• Problem to solve: The records below need retyping in full; give them again exactly.

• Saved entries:
+++
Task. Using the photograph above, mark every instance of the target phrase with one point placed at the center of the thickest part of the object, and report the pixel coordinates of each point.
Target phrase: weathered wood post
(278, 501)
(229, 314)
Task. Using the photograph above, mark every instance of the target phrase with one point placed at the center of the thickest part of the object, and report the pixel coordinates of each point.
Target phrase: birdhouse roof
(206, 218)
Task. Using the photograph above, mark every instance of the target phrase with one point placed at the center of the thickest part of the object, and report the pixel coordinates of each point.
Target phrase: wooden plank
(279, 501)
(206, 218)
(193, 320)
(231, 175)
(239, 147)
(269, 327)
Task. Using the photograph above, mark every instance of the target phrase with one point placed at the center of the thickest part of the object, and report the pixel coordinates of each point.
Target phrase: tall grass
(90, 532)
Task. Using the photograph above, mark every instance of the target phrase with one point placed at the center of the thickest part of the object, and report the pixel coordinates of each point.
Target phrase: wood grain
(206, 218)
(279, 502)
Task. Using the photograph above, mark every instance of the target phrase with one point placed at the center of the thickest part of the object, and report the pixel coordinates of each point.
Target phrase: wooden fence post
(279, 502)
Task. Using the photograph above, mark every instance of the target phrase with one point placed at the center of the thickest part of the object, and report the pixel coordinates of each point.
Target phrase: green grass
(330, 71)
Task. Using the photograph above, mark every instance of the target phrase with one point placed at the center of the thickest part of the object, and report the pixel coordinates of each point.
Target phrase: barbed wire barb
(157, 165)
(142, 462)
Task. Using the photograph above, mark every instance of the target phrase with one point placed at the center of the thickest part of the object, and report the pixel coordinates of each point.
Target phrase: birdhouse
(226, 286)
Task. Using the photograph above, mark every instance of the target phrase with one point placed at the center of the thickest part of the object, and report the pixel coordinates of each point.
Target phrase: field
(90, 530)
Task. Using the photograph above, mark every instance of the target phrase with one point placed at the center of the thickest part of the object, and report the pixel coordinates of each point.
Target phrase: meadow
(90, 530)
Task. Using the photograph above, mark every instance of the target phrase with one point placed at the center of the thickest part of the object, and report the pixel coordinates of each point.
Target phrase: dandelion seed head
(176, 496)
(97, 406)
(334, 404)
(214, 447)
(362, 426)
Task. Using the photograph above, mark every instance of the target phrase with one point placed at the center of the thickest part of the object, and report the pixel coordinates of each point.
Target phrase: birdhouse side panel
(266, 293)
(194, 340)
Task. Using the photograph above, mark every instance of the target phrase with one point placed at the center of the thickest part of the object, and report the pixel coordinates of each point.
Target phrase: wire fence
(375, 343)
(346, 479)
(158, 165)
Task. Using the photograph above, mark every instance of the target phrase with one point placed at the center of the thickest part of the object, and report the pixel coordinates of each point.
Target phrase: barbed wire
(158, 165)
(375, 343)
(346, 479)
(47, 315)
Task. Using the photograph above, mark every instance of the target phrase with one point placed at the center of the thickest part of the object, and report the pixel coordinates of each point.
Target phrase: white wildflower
+++
• Result below:
Task. Using the photograph above, mark every instance of the target phrase with one point placed at the center of the thickest part of the object, and report the pixel coordinates of each point.
Target phrase: weathered wood post
(278, 501)
(229, 314)
Task. Using the photograph above, mark every instance of the target phrase with one point placed at the center of the thickest part of the object, and report the pixel coordinates of each point.
Target phrase: birdhouse roof
(206, 218)
Task. Using the photograph above, mark every instance of the target phrase with one point placed at the center of the thickest part of the object, and report the pixel coordinates of each point.
Target phrase: wooden plank
(279, 501)
(206, 218)
(193, 320)
(231, 175)
(239, 147)
(269, 327)
Task. Using the photograph above, mark every instance of the target phrase with one point placed at the center of the thickest part of the object, and report the pixel coordinates of each point.
Target phrase: tall grass
(90, 532)
Task. Using the photograph above, mark every instance of the target phrase with one point placed at the center of the thickest part of the object, and report the pixel coordinates of each point.
Target phrase: wood grain
(206, 218)
(279, 502)
Task. Using the photograph above, mark every instance of the target phrase with one point placed at the center of the thickest part of the object, and report the pixel coordinates of each point.
Target phrase: wooden fence post
(279, 502)
Task. Using the photograph above, mark every instance of the target phrase with one point placed at the center of the thickest part of the object, and report the pixel coordinates of each point.
Target phrase: green grass
(330, 71)
Task. Using the photograph above, mark every instance of the target phrase with one point placed at the center of the thickest part of the object, and report the pixel coordinates of each point.
Target phrase: barbed wire barb
(157, 165)
(142, 462)
Task. Using the photograph above, mark every instance of the target phrase with one point placed at the center of the thickest part of the object, and report the pixel coordinates of each point.
Target phrase: birdhouse
(226, 286)
Task. Using the photograph above, mark every instance of the target phrase with one point placed at the center of the thickest part of the object, and report the pixel coordinates of each point.
Target phrase: field
(90, 530)
Task. Using the photograph above, mark every instance of the target phrase with one point placed at the center of the thickest part of the object, and report the pixel coordinates of each point.
Target phrase: meadow
(90, 530)
Task. Using the photograph above, mark every instance of the target phrase with one point placed at the center of the thickest part of the object, and report the pixel coordinates of each point.
Target phrase: dandelion seed head
(176, 496)
(97, 406)
(334, 404)
(214, 447)
(362, 426)
Task. Using the photograph above, mark every instance of the target phrase with one point placed at the center of the thickest part of the object, and report the pixel coordinates of each point.
Target phrase: birdhouse side panel
(266, 293)
(194, 340)
Task. Using the photograph above, mark every instance of the target phrase with one point placed at the center of the thickest part of the object, and report the pixel coordinates of each point.
Target phrase: wire fence
(375, 343)
(346, 479)
(158, 165)
Task. Using the photograph above, mark every instance of the target phrase with one point placed at the center of the thickest part of the object, and report the pixel coordinates of each point.
Target phrase: barbed wire
(158, 165)
(375, 343)
(346, 479)
(47, 315)
Task. Using the photograph above, mark every instance of the target phrase with one point placed at the center of the thickest part of the object, and report the pixel coordinates of each point.
Target phrase: white wildflower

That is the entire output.